Selected extract section start

Scholz suggests a halfway house, where qualified majorities of member countries, weighted by population size, would gain more sway, and outliers would have less opportunity to shield national exceptions — whether to lure multinationals with ultra-low corporate taxes or to block sanctions and EU crisis management operations.
Nationalist leaders in Warsaw and Budapest rail against what they perceive as a power grab for a Germany-dominated Europe. They warn that the EU’s most populous nation would use the voting system to throw its weight around, bending smaller countries to its will _ just as it was accused of doing when trying to force reluctant eastern neighbors to accept migrant quotas.
Moreover, the proposals come at a time when Central European governments feel they’ve been proven right — and France and Germany wrong — about the danger of Russia, which makes them even less inclined to be outvoted by their Western European cousins.
Anti-German and anti-Brussels rhetoric is likely to loom large in the run-up to next year’s parliamentary election in Poland, with Jarosław Kaczyński’s ruling conservative nationalist Law and Justice party facing a strong challenge from a pro-EU opposition coalition, which is led by former European Council President Donald Tusk.
The outcome of that poll may indeed prove more influential on the future shape of EU integration than any debate about institutional fixes.
For its part, France is broadly in favor of more majority voting, notably to prevent a race to the bottom in corporate taxation. But even Paris may balk at the risk of being outvoted when it comes to policy on Africa or the Middle East, where it has historic interests.
Another area where Scholz’s proposals will struggle to advance is in overcoming old disputes within the EU over migration policy and fiscal rules.
The German leader seems to be counting on labor shortages in many member countries to help surmount more than a decade of deadlock over how to control and manage asylum and immigration. He advocates the promotion of legal migration for work in return for a more effective crackdown on illegal immigrants, using EU funds as leverage on transit countries to accept their repatriation.
The trouble is, not only do most migration experts say such repatriation strategies don’t work —given the underlying drivers of migration like climate change, poverty and conflict — but politically, Scholz is swimming against a tide of public hostility to all migration, legal or otherwise, which has helped sweep hard-right nationalists and populists from the fringes to the brink of power in countries like Sweden and Italy.

Selected extract section end
Dataset excerpts section start

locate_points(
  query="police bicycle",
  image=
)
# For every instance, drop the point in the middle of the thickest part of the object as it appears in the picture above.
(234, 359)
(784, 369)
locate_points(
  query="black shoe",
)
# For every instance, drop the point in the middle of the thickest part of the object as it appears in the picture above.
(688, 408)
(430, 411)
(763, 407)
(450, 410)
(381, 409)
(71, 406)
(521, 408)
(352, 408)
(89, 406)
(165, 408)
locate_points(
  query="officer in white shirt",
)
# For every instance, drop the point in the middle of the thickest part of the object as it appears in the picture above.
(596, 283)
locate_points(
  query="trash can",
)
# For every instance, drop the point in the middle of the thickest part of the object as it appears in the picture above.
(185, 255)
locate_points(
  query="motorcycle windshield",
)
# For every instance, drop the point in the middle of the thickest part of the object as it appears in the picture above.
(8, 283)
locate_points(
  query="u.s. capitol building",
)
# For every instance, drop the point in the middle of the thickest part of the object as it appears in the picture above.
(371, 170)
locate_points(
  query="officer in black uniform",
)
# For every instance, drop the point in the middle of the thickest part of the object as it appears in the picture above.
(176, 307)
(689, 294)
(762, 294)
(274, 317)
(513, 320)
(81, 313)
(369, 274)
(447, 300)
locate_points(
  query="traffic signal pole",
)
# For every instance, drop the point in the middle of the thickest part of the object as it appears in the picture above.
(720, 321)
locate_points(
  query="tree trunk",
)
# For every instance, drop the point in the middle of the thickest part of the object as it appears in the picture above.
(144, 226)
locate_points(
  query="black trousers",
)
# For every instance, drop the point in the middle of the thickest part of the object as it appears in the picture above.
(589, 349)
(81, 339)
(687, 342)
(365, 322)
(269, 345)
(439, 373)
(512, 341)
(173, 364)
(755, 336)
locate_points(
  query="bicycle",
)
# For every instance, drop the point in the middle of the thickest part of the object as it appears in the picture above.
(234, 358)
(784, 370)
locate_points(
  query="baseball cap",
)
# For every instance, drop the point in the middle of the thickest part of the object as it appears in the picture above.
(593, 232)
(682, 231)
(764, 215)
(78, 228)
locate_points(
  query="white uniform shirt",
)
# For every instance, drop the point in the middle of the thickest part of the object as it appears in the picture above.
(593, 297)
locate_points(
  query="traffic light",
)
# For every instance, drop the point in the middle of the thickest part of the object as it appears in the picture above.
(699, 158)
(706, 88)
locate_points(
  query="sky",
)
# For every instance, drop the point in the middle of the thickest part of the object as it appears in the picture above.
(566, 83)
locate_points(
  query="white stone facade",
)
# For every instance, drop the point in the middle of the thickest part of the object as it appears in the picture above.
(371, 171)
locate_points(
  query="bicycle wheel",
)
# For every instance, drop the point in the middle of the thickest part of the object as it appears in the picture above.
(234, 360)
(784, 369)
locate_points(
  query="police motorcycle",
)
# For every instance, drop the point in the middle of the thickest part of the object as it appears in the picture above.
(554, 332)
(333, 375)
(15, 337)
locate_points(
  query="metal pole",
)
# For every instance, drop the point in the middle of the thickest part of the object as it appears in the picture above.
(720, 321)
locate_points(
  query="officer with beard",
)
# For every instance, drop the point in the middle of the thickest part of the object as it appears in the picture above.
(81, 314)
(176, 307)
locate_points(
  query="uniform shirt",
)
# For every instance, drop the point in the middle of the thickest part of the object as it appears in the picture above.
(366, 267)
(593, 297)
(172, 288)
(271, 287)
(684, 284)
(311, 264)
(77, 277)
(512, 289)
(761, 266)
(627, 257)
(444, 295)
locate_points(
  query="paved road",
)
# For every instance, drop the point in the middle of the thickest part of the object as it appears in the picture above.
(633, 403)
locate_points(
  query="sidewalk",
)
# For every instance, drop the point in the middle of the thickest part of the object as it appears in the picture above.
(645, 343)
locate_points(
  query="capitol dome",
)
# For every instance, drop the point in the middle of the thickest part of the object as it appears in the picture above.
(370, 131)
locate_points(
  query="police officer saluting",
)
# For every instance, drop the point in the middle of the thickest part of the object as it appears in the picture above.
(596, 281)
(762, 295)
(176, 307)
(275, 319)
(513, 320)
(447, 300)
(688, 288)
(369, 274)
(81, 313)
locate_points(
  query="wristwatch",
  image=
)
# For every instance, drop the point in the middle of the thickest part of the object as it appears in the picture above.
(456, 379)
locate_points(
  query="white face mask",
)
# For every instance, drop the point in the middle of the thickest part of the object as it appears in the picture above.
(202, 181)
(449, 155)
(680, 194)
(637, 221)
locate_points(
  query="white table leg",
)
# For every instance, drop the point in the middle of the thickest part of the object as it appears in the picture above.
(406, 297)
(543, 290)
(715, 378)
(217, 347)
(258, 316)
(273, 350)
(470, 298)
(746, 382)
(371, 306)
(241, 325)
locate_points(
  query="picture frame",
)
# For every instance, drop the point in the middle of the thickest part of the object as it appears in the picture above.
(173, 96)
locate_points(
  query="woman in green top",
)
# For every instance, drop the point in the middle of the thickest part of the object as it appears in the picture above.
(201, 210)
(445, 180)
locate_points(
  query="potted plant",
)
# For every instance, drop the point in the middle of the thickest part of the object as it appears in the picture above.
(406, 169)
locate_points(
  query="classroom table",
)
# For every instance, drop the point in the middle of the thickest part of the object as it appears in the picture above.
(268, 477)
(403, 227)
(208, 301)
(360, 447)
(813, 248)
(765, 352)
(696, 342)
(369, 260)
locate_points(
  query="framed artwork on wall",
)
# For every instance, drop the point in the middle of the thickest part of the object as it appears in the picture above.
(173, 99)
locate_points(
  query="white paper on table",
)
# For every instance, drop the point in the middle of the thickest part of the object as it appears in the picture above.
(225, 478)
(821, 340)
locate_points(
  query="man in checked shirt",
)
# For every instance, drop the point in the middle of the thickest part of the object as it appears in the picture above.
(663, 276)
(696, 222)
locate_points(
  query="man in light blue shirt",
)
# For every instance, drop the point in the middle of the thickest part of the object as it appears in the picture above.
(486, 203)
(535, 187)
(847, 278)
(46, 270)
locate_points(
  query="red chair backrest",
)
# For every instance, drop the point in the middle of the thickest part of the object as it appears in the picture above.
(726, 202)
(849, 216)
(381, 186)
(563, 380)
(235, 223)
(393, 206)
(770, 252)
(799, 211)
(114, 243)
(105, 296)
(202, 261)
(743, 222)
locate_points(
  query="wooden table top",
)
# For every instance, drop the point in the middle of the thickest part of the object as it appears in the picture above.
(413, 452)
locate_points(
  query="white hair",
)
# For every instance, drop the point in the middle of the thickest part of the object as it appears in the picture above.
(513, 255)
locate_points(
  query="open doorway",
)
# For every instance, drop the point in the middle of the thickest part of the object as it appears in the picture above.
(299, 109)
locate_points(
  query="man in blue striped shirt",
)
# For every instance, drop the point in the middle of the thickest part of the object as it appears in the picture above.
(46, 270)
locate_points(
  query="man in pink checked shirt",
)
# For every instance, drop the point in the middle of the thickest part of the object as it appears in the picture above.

Dataset excerpts section end

What this task involves. According to the passage on Scholz's EU reform proposals, who leads the pro-EU opposition coalition challenging Poland's ruling Law and Justice party?

Your response. Donald Tusk, the former European Council President.